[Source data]
-*-*-
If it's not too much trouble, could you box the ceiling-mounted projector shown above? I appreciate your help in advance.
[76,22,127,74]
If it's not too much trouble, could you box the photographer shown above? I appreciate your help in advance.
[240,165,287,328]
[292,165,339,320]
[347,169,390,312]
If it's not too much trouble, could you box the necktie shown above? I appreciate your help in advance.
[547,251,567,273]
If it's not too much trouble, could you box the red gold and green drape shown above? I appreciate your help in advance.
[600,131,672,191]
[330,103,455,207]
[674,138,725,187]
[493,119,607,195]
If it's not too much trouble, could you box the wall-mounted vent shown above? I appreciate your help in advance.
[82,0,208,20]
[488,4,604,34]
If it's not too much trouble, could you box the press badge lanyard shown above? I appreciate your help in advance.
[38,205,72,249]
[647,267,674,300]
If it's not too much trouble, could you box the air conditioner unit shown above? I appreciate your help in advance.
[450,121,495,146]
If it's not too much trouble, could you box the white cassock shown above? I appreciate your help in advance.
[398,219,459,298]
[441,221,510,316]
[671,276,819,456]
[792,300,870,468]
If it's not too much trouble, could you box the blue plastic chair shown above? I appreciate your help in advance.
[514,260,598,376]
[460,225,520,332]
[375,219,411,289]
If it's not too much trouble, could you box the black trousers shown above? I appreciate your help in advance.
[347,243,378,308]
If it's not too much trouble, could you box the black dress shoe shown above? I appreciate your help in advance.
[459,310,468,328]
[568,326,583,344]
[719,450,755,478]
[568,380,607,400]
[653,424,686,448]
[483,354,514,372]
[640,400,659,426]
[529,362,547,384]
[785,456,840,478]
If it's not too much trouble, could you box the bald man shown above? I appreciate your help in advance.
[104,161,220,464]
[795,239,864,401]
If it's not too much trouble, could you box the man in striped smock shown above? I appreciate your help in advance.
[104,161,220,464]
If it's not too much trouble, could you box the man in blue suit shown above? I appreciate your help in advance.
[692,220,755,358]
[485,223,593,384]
-*-*-
YOUR GOAL
Lay out every line of the listing above as a Markdown table with the columns "Row" and "Line". Number each row, and leave out blank lines.

RESPONSE BELOW
| Row | Line |
|---|---|
| 1 | If it's not too much trouble, could you box the ceiling-mounted projector shown above? I appreciate your help in advance. |
| 2 | [76,22,127,74] |
| 3 | If it's not too much trouble, could you box the photographer shown above? I appreciate your help in advance. |
| 4 | [240,165,287,328] |
| 5 | [292,165,339,320] |
| 6 | [347,169,390,312] |
| 7 | If it's not too much trouble, could you box the necktie shown above? I appreciate your help in advance. |
| 8 | [547,251,567,273] |
| 9 | If it's not too much trouble, could you box the red gold and green drape shown above? I appreciate your help in advance. |
| 10 | [600,131,672,191] |
| 11 | [330,103,455,207] |
| 12 | [674,138,725,187] |
| 13 | [493,119,607,195] |
| 14 | If it's not too much trouble, could you box the wall-mounted vent shown above? I appreciate your help in advance. |
| 15 | [82,0,208,20] |
| 16 | [488,4,604,34] |
| 17 | If it's not too much trouble, could you box the press badge lanyard shown above? I appreciate your help in advance. |
| 18 | [38,205,72,249] |
| 19 | [647,267,674,300] |
| 20 | If it's not too much trouble, could you box the air conditioner unit shown above? I appreciate your help in advance. |
| 21 | [450,121,495,146] |
| 22 | If it's not too much trouble, could you box the white cassock shown above? I appreciate your help in advance. |
| 23 | [398,219,459,298] |
| 24 | [441,221,510,316] |
| 25 | [671,276,819,456] |
| 26 | [792,300,870,468] |
| 27 | If it's not too much trouble, could you box the blue plastic chair shown above? I appreciate your help in advance. |
| 28 | [514,260,598,376] |
| 29 | [460,225,520,332] |
| 30 | [375,219,411,289] |
| 31 | If it's not too much trouble, could you box the black trousers shown above? I appreciate your help in advance. |
| 32 | [347,243,378,308] |
| 33 | If it's not too much trouble, could you box the black dress shoe shown above? I appreciate your help in advance. |
| 34 | [459,310,468,328] |
| 35 | [568,326,583,344] |
| 36 | [719,450,755,478] |
| 37 | [568,380,607,400] |
| 38 | [653,424,686,448] |
| 39 | [483,354,514,372] |
| 40 | [640,400,659,426] |
| 41 | [529,362,547,384] |
| 42 | [785,456,840,478] |
| 43 | If it's not too much trouble, could you box the bald man shown above? I appreciate your help in advance. |
| 44 | [104,161,220,464] |
| 45 | [795,239,864,401] |
| 46 | If it's not too much trouble, could you box the man in striped smock shown above? I appreciate your help in advance. |
| 47 | [104,161,220,464] |
| 48 | If it's not too much trouble, could you box the man in blue suit shown above? I appreciate your help in advance. |
| 49 | [692,220,755,358] |
| 50 | [485,223,593,384] |